_Set tasks_:
**a)** Duplicate the passage of the replication text that opens with the words containing "After replication, the" and closes with "by replication material.", keeping every word and mark unchanged.
**b)** Set down the lines of the records word for word, covering every record from beginning to end.

_Article_:

____

Thus, a predetermined volume of replication liquid is applied locally and individually to at least one of the tool or the substrate prior to pressing the tool against the substrate. This allows provision of a plurality of cavities with an optimal amount of replication liquid, reducing or eliminating the volume of surplus liquid that would have to be removed or diverted from the critical areas of the substrate when a plurality of elements was formed from a single blob of replication liquid.
After replication, the replication tool is removed, and the substrate with the replication material thereon may be separated (“diced”) into parts each containing an individual element. The invention features the additional advantage that it is possible to confine the replication material on the individual elements, i.e. to have regions on the individual elements where the substrate is not covered by replication material.
The replication section of the tool defines a replication surface or section with (concave or convex) negative structural features, being a negative of at least some of the structural features of the element to be produced.

____

_Material supplied_:
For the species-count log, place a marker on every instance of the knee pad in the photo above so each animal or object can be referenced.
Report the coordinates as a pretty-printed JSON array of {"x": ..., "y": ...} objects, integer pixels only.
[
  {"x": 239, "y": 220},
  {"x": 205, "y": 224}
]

____

_Solution set_:
**a)**
After replication, the replication tool is removed, and the substrate with the replication material thereon may be separated (“diced”) into parts each containing an individual element. The invention features the additional advantage that it is possible to confine the replication material on the individual elements, i.e. to have regions on the individual elements where the substrate is not covered by replication material.

**b)**
For the species-count log, place a marker on every instance of the knee pad in the photo above so each animal or object can be referenced.
Report the coordinates as a pretty-printed JSON array of {"x": ..., "y": ...} objects, integer pixels only.
[
  {"x": 239, "y": 220},
  {"x": 205, "y": 224}
]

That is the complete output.